- **WRITTEN INSTRUCTION**
Nothing before the line containing "instance of the suv" belongs in the answer; quote that line and all lines after it through the end of the material, word for word.

Raw records:
<<<<

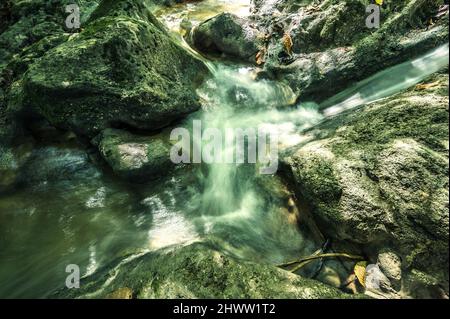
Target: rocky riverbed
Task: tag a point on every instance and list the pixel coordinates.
(86, 177)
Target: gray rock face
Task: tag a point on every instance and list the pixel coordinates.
(332, 47)
(228, 34)
(135, 158)
(122, 68)
(378, 177)
(198, 271)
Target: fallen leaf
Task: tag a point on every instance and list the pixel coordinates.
(360, 272)
(121, 293)
(261, 56)
(426, 86)
(287, 42)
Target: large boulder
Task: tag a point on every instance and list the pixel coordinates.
(122, 69)
(378, 177)
(197, 271)
(332, 47)
(136, 158)
(227, 34)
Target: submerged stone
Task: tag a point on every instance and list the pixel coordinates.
(197, 271)
(136, 158)
(378, 177)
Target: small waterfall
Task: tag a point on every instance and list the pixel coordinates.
(388, 82)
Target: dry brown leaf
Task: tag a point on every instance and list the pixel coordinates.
(261, 56)
(360, 272)
(425, 86)
(287, 42)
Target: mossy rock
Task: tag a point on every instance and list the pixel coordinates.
(197, 271)
(121, 69)
(378, 177)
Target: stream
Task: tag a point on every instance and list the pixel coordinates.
(73, 212)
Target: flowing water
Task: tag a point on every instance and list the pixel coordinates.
(72, 212)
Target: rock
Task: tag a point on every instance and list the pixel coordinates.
(227, 34)
(121, 293)
(334, 49)
(122, 69)
(383, 184)
(54, 164)
(390, 264)
(136, 158)
(198, 271)
(32, 28)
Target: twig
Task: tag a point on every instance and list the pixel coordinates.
(306, 260)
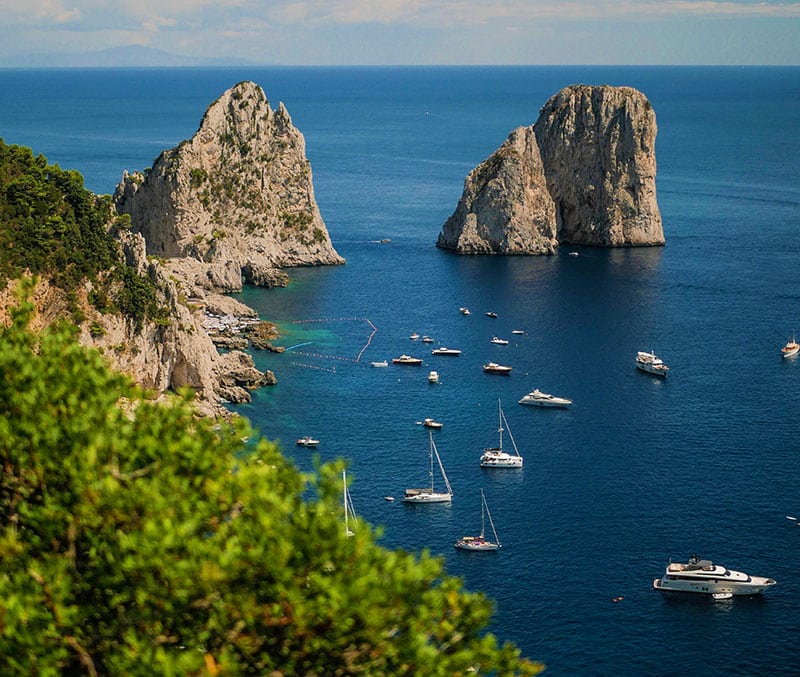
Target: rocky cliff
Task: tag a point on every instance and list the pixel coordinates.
(584, 173)
(165, 354)
(598, 150)
(234, 202)
(505, 207)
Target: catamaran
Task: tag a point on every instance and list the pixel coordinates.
(429, 494)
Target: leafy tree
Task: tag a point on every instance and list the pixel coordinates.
(137, 538)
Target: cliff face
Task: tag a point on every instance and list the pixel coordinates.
(165, 355)
(235, 201)
(598, 149)
(505, 207)
(583, 174)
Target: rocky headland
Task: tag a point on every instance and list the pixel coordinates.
(233, 204)
(584, 173)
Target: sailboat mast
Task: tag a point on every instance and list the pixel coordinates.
(500, 429)
(483, 511)
(485, 506)
(430, 435)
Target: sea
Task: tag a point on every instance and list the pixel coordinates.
(639, 471)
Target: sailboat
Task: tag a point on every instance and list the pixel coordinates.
(349, 511)
(429, 494)
(495, 457)
(480, 542)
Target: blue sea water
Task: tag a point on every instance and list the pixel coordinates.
(640, 470)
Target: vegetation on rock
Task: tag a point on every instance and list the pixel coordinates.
(143, 540)
(51, 226)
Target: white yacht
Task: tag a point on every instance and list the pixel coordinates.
(446, 351)
(429, 494)
(494, 368)
(791, 348)
(650, 363)
(406, 359)
(536, 398)
(480, 543)
(495, 457)
(704, 577)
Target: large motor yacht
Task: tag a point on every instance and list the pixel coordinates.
(651, 363)
(536, 398)
(704, 577)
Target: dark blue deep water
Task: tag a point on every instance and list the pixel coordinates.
(639, 471)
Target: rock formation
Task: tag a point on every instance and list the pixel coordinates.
(584, 173)
(236, 201)
(505, 207)
(598, 150)
(163, 355)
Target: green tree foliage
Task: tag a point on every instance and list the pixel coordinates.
(52, 226)
(142, 540)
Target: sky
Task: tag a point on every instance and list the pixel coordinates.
(410, 32)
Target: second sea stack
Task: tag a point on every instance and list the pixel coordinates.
(590, 162)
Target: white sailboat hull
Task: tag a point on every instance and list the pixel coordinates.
(425, 496)
(473, 544)
(499, 459)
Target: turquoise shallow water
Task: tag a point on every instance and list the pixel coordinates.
(639, 471)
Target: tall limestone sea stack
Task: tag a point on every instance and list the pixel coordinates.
(505, 208)
(235, 202)
(594, 146)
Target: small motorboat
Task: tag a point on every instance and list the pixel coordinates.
(445, 351)
(651, 363)
(494, 368)
(791, 348)
(406, 359)
(537, 398)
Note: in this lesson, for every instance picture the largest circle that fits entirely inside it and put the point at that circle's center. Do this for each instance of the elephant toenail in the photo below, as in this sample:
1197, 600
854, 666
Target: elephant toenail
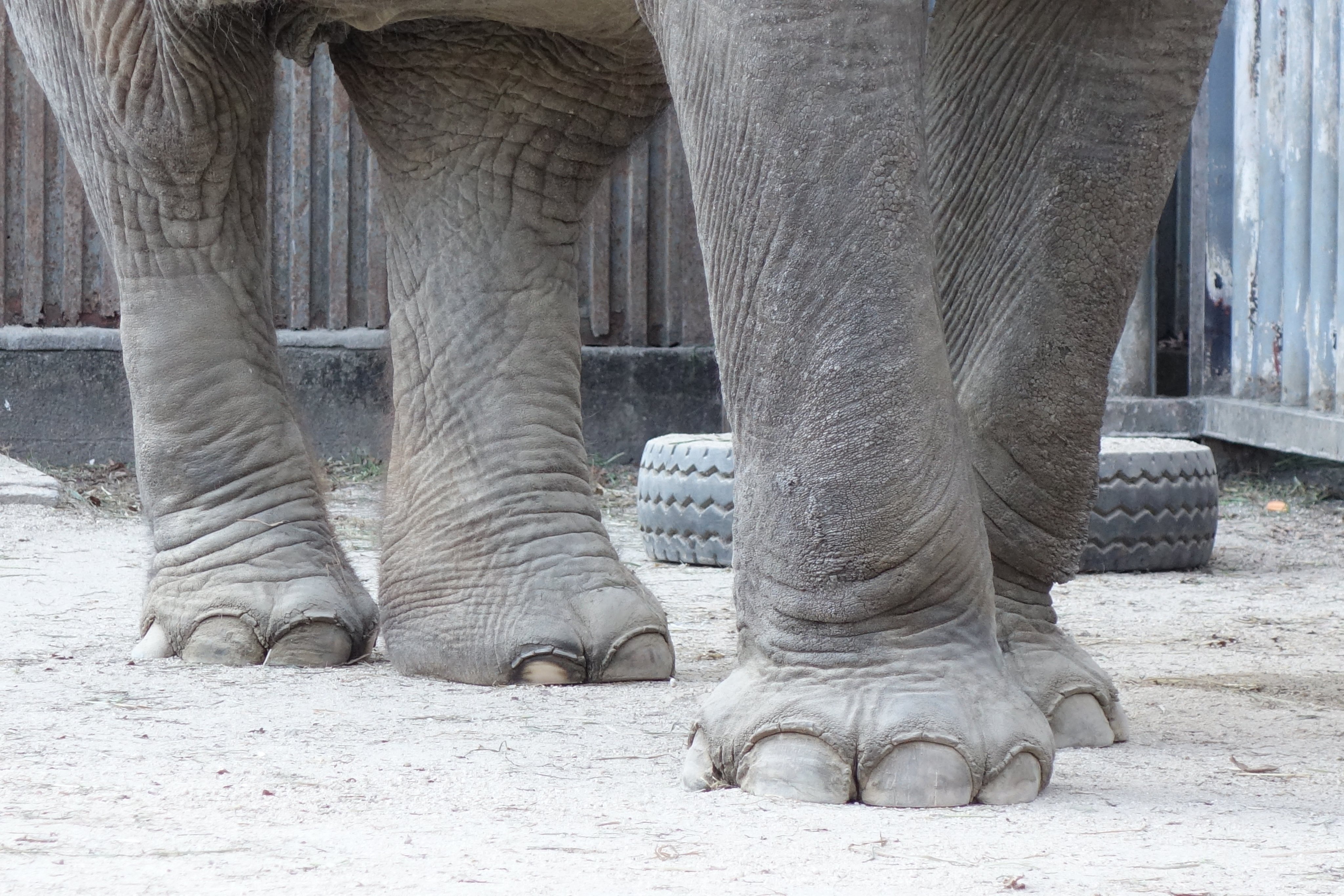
1119, 723
796, 766
314, 644
154, 645
226, 641
1080, 722
549, 667
1019, 782
697, 767
920, 774
646, 657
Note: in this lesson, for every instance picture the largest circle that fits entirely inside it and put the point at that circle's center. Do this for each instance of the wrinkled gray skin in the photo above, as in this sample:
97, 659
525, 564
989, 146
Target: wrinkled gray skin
920, 236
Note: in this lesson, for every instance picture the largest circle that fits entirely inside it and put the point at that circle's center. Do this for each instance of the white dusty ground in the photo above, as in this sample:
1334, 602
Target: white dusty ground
162, 778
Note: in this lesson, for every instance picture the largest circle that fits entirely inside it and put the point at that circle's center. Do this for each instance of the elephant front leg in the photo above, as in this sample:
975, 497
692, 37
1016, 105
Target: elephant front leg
1046, 205
166, 119
496, 567
869, 664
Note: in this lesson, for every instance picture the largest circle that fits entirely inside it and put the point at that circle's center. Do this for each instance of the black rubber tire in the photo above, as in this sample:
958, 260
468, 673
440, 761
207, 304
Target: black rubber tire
1156, 507
686, 499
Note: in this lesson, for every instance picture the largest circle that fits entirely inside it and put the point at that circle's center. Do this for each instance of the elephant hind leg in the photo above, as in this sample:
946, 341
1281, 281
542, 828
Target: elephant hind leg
869, 668
1054, 135
495, 566
166, 119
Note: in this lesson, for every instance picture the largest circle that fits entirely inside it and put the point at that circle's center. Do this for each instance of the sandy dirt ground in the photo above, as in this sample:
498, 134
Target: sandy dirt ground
164, 778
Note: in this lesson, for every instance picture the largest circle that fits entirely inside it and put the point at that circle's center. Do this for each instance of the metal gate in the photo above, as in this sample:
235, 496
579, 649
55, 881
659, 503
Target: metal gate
1253, 264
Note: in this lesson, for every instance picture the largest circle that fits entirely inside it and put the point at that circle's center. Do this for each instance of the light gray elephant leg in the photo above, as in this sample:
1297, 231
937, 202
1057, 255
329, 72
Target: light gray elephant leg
1054, 134
869, 665
496, 567
166, 117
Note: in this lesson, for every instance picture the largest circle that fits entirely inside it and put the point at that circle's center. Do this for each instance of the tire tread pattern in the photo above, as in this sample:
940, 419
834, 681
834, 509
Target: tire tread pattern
1156, 507
684, 499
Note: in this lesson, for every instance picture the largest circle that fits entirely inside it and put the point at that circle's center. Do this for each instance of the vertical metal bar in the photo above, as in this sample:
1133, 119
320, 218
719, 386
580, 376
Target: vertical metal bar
1336, 335
1245, 197
600, 260
300, 189
659, 236
1324, 191
377, 253
1197, 271
693, 293
1297, 198
1269, 265
636, 244
72, 240
34, 198
338, 250
1221, 128
279, 194
6, 49
1133, 366
584, 269
109, 291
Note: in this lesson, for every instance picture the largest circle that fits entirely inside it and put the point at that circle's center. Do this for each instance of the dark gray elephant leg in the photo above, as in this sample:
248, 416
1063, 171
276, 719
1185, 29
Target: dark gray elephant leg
491, 137
1054, 134
166, 117
869, 665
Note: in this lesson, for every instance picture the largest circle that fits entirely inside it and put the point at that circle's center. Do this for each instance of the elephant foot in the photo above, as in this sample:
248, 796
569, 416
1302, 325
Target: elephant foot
925, 729
221, 618
575, 622
1061, 677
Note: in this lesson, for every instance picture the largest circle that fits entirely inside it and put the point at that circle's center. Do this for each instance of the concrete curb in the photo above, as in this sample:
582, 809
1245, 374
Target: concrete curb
21, 484
64, 395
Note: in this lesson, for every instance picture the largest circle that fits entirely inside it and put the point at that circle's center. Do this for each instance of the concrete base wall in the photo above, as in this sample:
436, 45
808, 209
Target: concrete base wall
65, 400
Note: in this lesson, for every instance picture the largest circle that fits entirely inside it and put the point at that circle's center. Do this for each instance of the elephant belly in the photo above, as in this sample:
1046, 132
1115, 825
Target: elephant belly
595, 21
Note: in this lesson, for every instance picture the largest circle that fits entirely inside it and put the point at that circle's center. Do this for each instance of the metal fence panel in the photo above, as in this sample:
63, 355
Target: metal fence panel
641, 281
1287, 266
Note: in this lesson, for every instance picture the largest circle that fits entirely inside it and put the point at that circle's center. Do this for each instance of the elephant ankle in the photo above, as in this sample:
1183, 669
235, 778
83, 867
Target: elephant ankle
1020, 595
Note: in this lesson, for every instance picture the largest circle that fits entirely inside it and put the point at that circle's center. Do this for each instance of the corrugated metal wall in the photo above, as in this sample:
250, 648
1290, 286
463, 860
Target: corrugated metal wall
641, 281
53, 273
1287, 265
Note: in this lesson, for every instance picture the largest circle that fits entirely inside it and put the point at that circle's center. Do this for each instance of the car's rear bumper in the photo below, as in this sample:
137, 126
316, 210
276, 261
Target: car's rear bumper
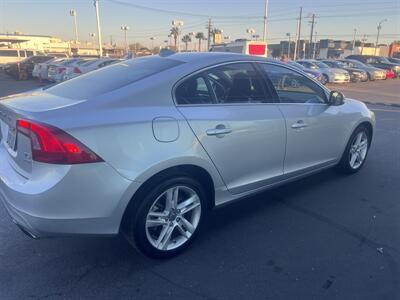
85, 199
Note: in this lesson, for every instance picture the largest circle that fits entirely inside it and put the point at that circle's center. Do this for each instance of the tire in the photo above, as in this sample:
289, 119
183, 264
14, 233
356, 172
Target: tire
356, 152
324, 79
153, 219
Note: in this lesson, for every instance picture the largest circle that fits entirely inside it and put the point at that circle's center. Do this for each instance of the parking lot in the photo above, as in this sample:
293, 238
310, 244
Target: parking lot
325, 237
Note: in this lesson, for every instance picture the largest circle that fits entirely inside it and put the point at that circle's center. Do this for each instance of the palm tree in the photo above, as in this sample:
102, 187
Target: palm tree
186, 39
200, 36
175, 33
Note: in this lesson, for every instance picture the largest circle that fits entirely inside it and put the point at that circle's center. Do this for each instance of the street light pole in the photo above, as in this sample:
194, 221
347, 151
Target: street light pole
354, 41
96, 5
72, 13
125, 29
377, 36
265, 21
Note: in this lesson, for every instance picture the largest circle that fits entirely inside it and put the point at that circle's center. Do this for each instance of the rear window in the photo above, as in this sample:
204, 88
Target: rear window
112, 77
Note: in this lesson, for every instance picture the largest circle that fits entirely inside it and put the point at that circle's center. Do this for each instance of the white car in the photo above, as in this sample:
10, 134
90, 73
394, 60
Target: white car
86, 66
41, 69
56, 71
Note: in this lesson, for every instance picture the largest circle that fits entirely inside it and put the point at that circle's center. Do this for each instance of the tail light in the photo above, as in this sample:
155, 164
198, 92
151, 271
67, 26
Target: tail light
52, 145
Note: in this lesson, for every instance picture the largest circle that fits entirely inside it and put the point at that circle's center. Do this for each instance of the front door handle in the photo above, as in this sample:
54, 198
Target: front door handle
299, 124
219, 130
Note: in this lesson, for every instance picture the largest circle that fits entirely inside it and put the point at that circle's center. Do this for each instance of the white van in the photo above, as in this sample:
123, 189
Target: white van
244, 47
14, 55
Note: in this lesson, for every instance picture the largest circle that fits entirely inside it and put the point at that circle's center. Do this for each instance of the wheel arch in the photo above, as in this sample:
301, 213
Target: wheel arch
191, 170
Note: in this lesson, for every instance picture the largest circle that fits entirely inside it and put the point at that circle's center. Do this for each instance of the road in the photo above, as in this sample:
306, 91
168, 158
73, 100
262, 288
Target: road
325, 237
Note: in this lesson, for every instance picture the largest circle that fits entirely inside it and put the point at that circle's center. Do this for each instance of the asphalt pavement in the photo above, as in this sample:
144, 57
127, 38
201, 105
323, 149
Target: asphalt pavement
328, 236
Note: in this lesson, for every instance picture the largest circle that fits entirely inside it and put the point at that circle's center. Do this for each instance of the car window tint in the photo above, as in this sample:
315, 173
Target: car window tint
293, 87
237, 83
193, 91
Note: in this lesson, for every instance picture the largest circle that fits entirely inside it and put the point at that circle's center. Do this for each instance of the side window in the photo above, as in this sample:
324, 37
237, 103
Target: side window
237, 83
193, 91
293, 87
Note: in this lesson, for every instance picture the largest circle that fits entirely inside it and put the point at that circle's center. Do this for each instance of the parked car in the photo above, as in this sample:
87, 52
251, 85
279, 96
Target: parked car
356, 75
390, 74
393, 60
373, 73
377, 61
310, 72
40, 70
10, 56
23, 70
148, 146
329, 75
56, 71
87, 66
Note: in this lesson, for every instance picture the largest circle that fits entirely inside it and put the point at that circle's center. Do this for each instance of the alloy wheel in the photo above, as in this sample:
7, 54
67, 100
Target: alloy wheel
173, 218
358, 150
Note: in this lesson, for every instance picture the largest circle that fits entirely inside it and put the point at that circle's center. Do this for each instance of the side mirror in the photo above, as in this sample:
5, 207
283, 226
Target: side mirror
336, 98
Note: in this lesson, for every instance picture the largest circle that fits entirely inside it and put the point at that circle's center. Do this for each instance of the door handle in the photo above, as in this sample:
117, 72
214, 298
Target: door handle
299, 124
219, 130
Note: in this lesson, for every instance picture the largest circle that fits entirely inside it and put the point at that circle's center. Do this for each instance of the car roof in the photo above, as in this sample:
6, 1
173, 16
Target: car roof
215, 57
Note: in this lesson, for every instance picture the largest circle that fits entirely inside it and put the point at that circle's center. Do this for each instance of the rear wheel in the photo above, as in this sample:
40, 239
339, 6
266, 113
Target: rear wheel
169, 217
324, 79
356, 151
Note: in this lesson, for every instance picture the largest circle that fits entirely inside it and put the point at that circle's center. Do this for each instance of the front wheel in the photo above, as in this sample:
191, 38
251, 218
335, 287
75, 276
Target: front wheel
356, 151
169, 217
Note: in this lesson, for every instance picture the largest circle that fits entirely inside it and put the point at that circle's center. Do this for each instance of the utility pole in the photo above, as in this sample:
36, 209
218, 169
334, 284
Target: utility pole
297, 36
96, 5
288, 35
265, 21
299, 32
72, 13
125, 29
315, 45
377, 36
354, 41
209, 25
311, 35
363, 40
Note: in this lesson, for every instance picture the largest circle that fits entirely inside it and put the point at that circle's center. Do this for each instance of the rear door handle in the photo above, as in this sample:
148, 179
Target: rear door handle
219, 130
299, 124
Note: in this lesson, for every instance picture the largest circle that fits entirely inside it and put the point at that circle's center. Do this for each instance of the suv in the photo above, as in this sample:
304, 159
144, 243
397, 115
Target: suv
23, 70
377, 61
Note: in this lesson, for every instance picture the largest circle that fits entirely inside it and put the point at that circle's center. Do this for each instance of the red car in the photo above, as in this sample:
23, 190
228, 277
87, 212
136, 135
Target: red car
390, 74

>>>>

- **PROBLEM SOLUTION**
Note: in this lesson, for every instance picture the largest circle that fits entirely inside it and put the point at that circle's center. Do this for each instance of the suv in the photo above, as in this sample:
304, 159
144, 243
397, 115
Target: suv
23, 70
377, 61
Note: in this lesson, for every instance picture the largest circle that fits entirely inside it and put the point at that circle's center. Do this for each instance of the red car in the photo above, as in this sample:
23, 190
228, 277
87, 212
136, 135
Target: red car
390, 74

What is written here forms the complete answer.